Report every line in the data below that contains the string "dormer".

(Part of a data file)
=====

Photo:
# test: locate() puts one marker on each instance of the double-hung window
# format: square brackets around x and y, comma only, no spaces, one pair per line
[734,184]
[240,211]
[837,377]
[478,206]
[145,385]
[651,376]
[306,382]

=====

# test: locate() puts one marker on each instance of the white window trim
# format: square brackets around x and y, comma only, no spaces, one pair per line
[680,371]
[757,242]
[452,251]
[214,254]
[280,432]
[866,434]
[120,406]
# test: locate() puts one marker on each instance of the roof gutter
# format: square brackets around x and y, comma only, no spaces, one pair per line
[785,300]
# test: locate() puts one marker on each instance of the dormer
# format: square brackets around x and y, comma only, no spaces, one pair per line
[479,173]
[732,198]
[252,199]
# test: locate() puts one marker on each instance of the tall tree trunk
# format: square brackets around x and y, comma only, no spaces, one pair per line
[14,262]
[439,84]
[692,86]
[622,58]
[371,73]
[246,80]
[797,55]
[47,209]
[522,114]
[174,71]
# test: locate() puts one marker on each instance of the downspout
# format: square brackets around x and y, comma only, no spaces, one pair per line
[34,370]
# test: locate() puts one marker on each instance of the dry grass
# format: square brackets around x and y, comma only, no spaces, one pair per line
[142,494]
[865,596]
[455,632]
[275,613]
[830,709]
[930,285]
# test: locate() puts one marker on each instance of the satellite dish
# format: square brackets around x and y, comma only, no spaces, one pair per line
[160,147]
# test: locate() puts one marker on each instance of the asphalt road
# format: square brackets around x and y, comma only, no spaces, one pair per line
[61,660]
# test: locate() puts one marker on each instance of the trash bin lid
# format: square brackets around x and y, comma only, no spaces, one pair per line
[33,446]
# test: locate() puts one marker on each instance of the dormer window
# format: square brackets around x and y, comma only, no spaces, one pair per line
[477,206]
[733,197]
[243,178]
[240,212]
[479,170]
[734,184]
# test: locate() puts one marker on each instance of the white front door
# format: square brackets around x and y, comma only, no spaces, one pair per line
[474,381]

=====

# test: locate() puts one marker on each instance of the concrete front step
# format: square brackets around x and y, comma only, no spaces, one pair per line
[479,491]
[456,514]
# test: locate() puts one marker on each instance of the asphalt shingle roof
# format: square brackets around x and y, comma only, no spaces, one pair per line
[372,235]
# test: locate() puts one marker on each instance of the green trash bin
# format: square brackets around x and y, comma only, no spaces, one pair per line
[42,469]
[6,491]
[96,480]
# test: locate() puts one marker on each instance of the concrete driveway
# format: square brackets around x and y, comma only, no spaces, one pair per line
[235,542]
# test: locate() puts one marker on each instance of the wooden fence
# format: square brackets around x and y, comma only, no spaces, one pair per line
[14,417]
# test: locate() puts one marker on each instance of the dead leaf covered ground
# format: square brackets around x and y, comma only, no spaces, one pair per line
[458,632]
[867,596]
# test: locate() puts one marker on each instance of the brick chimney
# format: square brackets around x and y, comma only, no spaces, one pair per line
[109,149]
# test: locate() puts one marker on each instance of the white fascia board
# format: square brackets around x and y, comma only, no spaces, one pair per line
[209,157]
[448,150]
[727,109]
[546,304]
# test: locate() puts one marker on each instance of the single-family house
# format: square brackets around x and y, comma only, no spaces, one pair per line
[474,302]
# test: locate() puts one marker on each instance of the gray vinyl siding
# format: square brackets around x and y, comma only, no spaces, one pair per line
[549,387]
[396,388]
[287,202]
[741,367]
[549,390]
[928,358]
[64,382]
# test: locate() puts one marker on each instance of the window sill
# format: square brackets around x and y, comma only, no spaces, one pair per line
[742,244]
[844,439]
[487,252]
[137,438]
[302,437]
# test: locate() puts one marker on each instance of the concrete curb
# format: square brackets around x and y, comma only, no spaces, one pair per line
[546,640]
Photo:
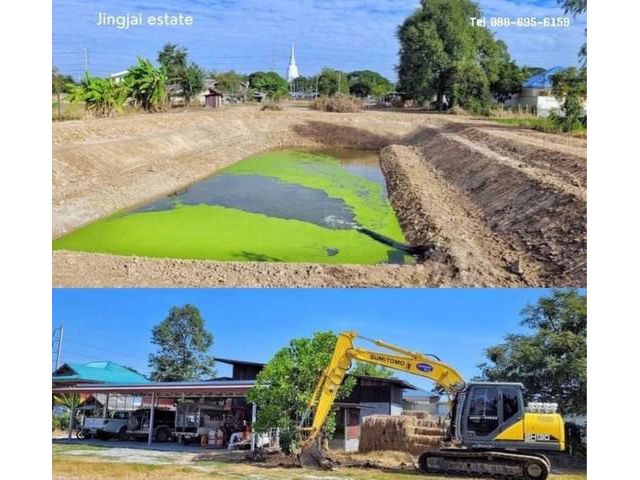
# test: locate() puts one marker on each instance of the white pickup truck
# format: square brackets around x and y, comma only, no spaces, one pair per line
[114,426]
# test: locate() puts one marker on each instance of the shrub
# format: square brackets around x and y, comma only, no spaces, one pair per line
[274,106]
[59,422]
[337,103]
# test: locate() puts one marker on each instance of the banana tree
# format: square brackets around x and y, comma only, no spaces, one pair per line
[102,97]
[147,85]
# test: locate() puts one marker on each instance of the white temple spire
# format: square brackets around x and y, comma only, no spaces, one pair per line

=====

TASK OUTPUT:
# test: locate() puts one marker on each instance of the dormer
# test: locate() puts one marker on each instance of the dormer window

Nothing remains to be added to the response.